Tausche in den Zeilen, beginnend mit der Zeile, die „Target: sandy beach“ enthält, und endend mit der Zeile, die „89 111 L 78“ enthält, „sandy beach“ gegen „rocky shore“ aus. Gib nur diese Zeilen wieder und lass alles andere unverändert.
▶
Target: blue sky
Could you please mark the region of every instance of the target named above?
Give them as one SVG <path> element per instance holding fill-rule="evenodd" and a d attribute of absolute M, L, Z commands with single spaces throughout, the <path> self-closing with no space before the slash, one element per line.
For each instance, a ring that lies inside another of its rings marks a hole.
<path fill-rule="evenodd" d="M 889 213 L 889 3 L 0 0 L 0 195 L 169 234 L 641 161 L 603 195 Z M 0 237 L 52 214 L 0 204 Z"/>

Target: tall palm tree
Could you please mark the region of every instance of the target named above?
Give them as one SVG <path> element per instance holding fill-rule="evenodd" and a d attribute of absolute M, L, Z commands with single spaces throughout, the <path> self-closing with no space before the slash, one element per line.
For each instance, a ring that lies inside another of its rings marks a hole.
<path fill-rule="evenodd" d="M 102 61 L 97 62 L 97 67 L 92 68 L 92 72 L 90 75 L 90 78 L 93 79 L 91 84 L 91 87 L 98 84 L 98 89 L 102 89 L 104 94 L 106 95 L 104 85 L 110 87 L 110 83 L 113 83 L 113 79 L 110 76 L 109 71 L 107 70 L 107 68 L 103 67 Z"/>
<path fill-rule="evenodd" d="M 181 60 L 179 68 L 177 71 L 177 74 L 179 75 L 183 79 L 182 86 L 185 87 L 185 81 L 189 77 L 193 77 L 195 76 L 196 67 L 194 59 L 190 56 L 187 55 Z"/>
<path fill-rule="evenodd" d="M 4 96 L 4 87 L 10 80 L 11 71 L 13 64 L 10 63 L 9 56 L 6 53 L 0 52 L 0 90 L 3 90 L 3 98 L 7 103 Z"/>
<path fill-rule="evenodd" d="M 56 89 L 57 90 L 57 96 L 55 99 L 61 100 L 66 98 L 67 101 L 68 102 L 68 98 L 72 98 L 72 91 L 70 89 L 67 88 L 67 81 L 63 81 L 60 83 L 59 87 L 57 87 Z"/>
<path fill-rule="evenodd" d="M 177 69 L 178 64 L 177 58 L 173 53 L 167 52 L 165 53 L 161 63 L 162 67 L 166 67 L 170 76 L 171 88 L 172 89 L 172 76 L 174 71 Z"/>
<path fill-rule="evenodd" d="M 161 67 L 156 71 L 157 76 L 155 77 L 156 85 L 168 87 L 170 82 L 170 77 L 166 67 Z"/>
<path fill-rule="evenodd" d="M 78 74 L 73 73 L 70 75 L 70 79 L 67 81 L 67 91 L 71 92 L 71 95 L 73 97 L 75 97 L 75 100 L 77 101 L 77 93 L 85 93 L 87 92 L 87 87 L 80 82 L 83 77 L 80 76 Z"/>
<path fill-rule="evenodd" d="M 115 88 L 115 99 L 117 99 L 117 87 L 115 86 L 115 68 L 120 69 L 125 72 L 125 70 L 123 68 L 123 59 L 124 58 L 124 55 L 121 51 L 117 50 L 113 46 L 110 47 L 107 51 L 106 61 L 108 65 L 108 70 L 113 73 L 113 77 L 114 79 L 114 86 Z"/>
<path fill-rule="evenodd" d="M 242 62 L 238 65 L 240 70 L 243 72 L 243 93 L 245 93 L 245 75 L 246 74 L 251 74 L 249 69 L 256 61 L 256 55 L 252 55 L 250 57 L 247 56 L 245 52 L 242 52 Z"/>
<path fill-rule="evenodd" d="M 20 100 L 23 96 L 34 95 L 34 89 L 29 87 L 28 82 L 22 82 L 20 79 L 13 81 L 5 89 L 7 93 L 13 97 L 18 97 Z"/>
◀
▶
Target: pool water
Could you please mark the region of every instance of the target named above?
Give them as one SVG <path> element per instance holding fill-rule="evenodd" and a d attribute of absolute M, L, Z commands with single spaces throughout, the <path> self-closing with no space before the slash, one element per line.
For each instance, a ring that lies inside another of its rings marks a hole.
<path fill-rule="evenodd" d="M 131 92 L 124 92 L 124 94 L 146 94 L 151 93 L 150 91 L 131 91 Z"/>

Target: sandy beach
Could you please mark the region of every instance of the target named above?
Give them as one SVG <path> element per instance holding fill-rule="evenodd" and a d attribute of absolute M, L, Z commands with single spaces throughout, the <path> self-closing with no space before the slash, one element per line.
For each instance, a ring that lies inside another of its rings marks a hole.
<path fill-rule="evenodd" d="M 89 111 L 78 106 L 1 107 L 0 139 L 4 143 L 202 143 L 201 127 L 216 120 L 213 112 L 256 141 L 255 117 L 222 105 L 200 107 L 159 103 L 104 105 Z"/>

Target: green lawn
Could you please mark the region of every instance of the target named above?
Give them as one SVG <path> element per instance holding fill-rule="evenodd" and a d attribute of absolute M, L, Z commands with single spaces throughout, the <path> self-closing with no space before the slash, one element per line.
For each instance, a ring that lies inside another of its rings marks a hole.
◀
→ **LÖSUNG DER ÜBUNG**:
Target: rocky shore
Could you please mark the region of every instance of the target named above?
Give them as one SVG <path> element per instance holding fill-rule="evenodd" and a d attribute of absolute M, L, Z commands with single spaces throughout, the <path> self-closing with no space before the slash, one element per line.
For each instance, a ring that lies inside another of its rings marks a hole.
<path fill-rule="evenodd" d="M 89 111 L 78 106 L 1 107 L 0 139 L 4 143 L 202 143 L 201 127 L 216 120 L 213 112 L 256 141 L 255 117 L 222 105 L 200 107 L 159 103 L 104 105 Z"/>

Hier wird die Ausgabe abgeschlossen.